* **Assignment**
The whole listing is to be transcribed exactly as it stands.

+---+

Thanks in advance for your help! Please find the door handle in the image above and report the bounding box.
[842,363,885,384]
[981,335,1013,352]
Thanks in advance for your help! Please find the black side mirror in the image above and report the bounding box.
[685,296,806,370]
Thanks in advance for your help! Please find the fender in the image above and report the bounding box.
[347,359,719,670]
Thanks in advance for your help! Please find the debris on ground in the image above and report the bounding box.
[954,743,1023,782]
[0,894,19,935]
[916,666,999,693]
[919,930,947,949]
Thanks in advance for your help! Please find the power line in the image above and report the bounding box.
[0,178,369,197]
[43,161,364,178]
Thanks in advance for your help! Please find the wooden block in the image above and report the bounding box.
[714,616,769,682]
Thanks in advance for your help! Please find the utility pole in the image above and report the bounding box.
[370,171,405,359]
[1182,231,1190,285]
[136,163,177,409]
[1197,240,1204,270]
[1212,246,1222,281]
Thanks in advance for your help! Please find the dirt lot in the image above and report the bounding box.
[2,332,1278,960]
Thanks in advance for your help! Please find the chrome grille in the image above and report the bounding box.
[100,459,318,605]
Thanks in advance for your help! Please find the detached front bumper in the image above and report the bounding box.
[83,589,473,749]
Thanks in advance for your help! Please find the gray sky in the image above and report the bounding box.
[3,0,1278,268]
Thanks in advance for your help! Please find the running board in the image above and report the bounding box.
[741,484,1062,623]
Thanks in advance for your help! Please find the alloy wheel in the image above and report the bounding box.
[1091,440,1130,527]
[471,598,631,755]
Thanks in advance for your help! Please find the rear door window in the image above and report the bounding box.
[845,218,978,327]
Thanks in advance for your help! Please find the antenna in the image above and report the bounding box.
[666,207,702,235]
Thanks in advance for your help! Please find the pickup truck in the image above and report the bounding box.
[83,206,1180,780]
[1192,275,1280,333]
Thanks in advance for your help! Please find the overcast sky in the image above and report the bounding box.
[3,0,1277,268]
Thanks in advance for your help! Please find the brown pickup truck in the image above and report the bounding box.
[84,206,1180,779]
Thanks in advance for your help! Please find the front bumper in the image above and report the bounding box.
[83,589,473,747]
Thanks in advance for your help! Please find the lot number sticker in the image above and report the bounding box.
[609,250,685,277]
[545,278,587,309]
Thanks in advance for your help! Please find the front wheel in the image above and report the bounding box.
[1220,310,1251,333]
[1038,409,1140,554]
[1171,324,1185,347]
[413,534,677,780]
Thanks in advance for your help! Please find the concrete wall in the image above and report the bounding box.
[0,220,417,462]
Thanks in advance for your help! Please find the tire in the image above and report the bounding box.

+---+

* **Solved exercise**
Thanks in advance for your help! Please find the door handle in the image above and report the bounding box.
[842,363,885,384]
[981,335,1013,352]
Thanks in advance for your help! Please find the black side mirror in the image above and report the bounding box.
[685,296,806,370]
Thanks in advance for your help! Please find the fender in the image above and report the bounding box.
[347,359,719,670]
Thanks in advance for your help! Please find the debris on ground in the image above and report the bounding box.
[954,743,1023,782]
[0,894,19,935]
[916,666,999,693]
[919,930,947,949]
Thanks in advance for your help! Please find the power line in the image above and report the bounding box.
[0,178,369,197]
[43,161,364,178]
Thanks in advance for your help! Please find the wooden block in the image above and report the bounding box.
[714,616,769,682]
Thanks in advance for your help! Please find the utility pole in the image above and report the bounding box.
[370,171,405,359]
[1182,231,1190,285]
[136,163,177,409]
[1197,240,1204,270]
[1212,246,1222,281]
Thanks in advance for your help! Please find the dirt lot in the image above and report the bounding box.
[2,332,1278,960]
Thanks in advance for your help! Please find the chrome grille in the image above and report the bounding box.
[100,459,318,605]
Thanks in advance for your help! Please find the detached front bumper in the image above and report the bounding box.
[83,589,473,749]
Thanks in advance for your help! Please find the gray sky in the image above and report the bounding box.
[3,0,1278,268]
Thanks in advance for your help! Please find the running board in the image above and report the bounding box.
[741,484,1062,623]
Thanks in advance for your help! Please find the alloy wheel in the image above and report the bounding box.
[1091,440,1130,527]
[471,598,631,755]
Thanks in advance for your help! Please find the rear door window in the image above and report the bounding box.
[845,218,978,327]
Thanks in advance for your help! Please find the antenna in the image above and report the bounding box.
[666,207,702,235]
Thanks in advance for your help! Please find the pickup truck in the image above and report the bounding box.
[83,206,1180,780]
[1192,275,1280,333]
Thanks in advance for your help! Please find the overcast sky in the image above and report the bounding box.
[3,0,1277,268]
Thanks in advance for your help! Please find the brown pickup truck in the image above and report the bounding box.
[84,206,1180,779]
Thanks in advance for your help! Please find the front bumper in the image above and report the bounding box.
[83,589,473,747]
Thanks in advance for your help! Please find the lot number sticker in the image above and report the bounding box.
[609,250,685,277]
[545,278,587,309]
Thanks in advance for your help! Please find the front wheel in the image above and report the bounding box.
[1220,310,1251,333]
[1038,409,1140,554]
[1171,324,1185,347]
[413,534,677,780]
Thanks in advance for your help! Please find the concrete wall in the image above and report the bounding box.
[0,220,417,462]
Thanks in advance for your help! Please find the tire in the image above and report the bounding box.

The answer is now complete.